## Exercise
From the first line to the last, copy the data exactly and drop the pictures.

──────── Entries shown

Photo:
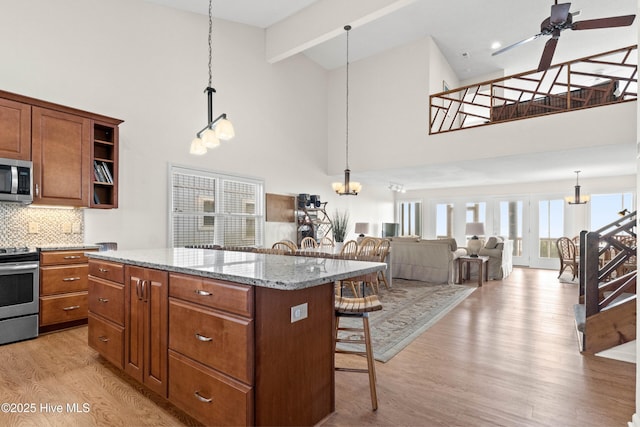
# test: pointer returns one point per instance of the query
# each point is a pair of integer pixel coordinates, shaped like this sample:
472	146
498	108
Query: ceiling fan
560	20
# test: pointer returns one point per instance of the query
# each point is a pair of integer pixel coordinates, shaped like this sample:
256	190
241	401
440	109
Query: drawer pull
203	338
201	398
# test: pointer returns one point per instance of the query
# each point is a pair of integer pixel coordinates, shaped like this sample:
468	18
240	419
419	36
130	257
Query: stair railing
594	268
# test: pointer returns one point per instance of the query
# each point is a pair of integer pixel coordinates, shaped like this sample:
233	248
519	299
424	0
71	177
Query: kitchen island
231	338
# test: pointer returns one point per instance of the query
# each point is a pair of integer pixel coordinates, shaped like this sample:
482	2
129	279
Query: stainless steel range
19	292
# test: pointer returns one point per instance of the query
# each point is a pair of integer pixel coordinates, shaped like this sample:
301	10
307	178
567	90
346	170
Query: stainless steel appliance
19	293
16	180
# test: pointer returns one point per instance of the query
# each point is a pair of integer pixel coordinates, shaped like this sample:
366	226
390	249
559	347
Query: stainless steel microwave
16	180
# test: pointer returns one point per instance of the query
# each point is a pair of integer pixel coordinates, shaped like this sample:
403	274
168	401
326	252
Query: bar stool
358	308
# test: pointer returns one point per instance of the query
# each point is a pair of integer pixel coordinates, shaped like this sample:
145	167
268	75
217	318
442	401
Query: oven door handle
18	267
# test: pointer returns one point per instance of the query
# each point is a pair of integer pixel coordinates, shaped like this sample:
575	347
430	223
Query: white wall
147	65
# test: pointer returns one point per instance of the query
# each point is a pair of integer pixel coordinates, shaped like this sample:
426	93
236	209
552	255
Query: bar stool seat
358	308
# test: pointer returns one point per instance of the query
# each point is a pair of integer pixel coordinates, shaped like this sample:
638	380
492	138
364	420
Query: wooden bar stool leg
371	364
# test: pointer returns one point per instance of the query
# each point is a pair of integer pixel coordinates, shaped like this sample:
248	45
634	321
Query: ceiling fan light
224	130
197	147
210	139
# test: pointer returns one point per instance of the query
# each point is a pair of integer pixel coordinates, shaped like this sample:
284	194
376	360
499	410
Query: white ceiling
460	27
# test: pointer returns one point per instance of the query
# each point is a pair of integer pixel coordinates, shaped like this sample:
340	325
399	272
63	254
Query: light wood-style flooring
506	356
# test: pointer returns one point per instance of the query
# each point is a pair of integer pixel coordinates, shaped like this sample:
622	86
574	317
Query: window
550	226
605	208
410	216
208	208
444	220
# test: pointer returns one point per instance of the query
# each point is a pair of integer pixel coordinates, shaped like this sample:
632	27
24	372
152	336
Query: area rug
408	309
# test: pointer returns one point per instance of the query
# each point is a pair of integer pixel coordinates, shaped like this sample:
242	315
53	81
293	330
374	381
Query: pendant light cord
347	28
210	31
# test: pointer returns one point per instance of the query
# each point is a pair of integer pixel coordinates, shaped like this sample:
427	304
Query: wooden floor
506	356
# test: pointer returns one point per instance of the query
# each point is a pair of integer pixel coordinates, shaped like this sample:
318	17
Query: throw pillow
491	243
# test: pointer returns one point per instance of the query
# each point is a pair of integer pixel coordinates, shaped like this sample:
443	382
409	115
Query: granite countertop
283	272
65	247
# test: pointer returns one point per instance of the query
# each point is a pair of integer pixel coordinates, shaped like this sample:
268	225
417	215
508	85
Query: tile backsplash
39	226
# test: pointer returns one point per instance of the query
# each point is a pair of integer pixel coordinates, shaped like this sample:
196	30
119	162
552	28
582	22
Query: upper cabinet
74	152
15	130
60	154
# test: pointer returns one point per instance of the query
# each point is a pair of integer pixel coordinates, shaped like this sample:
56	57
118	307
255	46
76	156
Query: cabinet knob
203	338
201	398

────────────────

## Result
Photo:
# test: pointer returns one point per instance of the query
# each point is a pair of integer pixel coordinates, shaped like this sample:
472	146
498	108
Query: ceiling fan
560	20
# test: pointer returns one point per instance of the query
# each point is a pair of integer pixel coordinates, shaped like this sample:
256	190
241	401
440	109
Query: drawer pull
203	338
201	398
# test: pointer returns one point per instance of the query
# each point is a pair of integer pixel coordinates, shaped like this sample:
468	18
240	419
419	36
130	257
Query: stair railing
594	268
# test: pointer returns one point per instance of the query
# each point is a pair of integer pixel coordinates, shaped like this sample:
233	248
519	299
424	0
71	177
Query: kitchen island
231	338
# test: pointer returns one point per instance of the query
# each point is a pair of integer pixel coordinates, shaped like this sample:
482	2
129	279
Query: stainless steel range
19	292
# test: pointer returns one point per instance of the query
# each point is a pair of integer pixel coordinates, shaped like this sample:
301	10
307	178
567	90
346	170
Query: stainless steel appliance
19	293
16	180
# test: pointer returns one point per instance of the query
# each point is a pair of integer pixel coordinates, shaped like this sample:
366	226
390	249
559	347
Query: stainless steel microwave
16	180
# test: pointer returns one point per instance of the query
# each point is a pair of integer pixel coordinates, shaped like this sample:
403	274
168	401
326	252
Query: bar stool
358	308
# test: pointer returns one point per instance of the query
# each point is a pair of integer pixel coordinates, shaped like this sample:
145	167
268	75
217	318
442	401
Query: oven door handle
18	267
# test: pointer returns one point per instance of the query
# each point is a pair of integer pixel coordinates, shaped like this sample:
575	347
430	223
Query: white wall
147	65
# test: pointer returns one point per instance of the query
# each point is a pair of integer pixel coordinates, shaped like this sample:
426	93
236	209
552	255
Query: bar stool seat
358	308
# test: pointer returns one point per instance of the query
# each point is a pair of integer pixel coordinates, shaped like this sample:
638	380
492	138
364	420
Query: wooden bar stool leg
371	364
# test: pointer returns one point per instance of the query
# each point is a pair of integer pixel coordinates, shaped like this sample:
248	45
634	321
Query: ceiling fan light
224	130
197	147
210	139
# test: pointer returns one point per instance of the query
# each point is a pair of integer pixel coordinates, shaped like this sample:
284	194
376	360
499	410
Query: white ceiling
460	27
# test: pointer returns one point per instance of the query
# each point is a pair of integer pixel coordinates, shaped like this sample:
340	325
399	272
63	254
Query: light wood-style flooring
506	356
# test: pointer returns one point per instance of the query
# each point is a pair of integer pixel coordinates, shaped like this sample:
622	86
574	317
Query: window
550	226
605	208
410	216
208	208
444	220
# test: pointer returns one point per instance of the query
# each point is a pair of integer pixel coordinates, shaped like this sample:
632	27
24	372
152	336
Query: area rug
408	309
# test: pointer returns one point per instance of the query
# each point is a pair of integer pixel coordinates, shaped like this sample:
242	315
53	81
293	330
374	381
Query: pendant light cord
347	28
210	31
# test: pointer returns one point per instance of the query
# each point is a pair of integer pixel coordinates, shaped like this sample:
427	304
Query: wooden floor
506	356
# test: pointer returns one point per instance of the query
# each point is a pair of integer pixel coordinates, shaped like this sample:
318	17
Query: throw pillow
491	243
# test: pointer returns one point per instance of the query
# each point is a pair of integer pixel coordinates, shaped like this sample:
443	382
409	115
Query: granite countertop
283	272
65	247
# test: pointer returns one point per instance of the query
# each point is a pair of integer pixel coordinates, shaped like this sample:
268	225
417	215
508	85
Query: tile backsplash
39	226
# test: pointer returns one point per instance of the query
# each point is a pair of integer pixel coordinates, shaped like this sample:
196	30
119	162
552	28
582	22
Query: upper cabinet
74	152
15	130
60	154
# test: pointer returns one point per instance of the query
# each point is a pair of integer pixel coordinates, shaped like this sample:
56	57
118	307
255	46
76	156
Query: cabinet knob
203	338
201	398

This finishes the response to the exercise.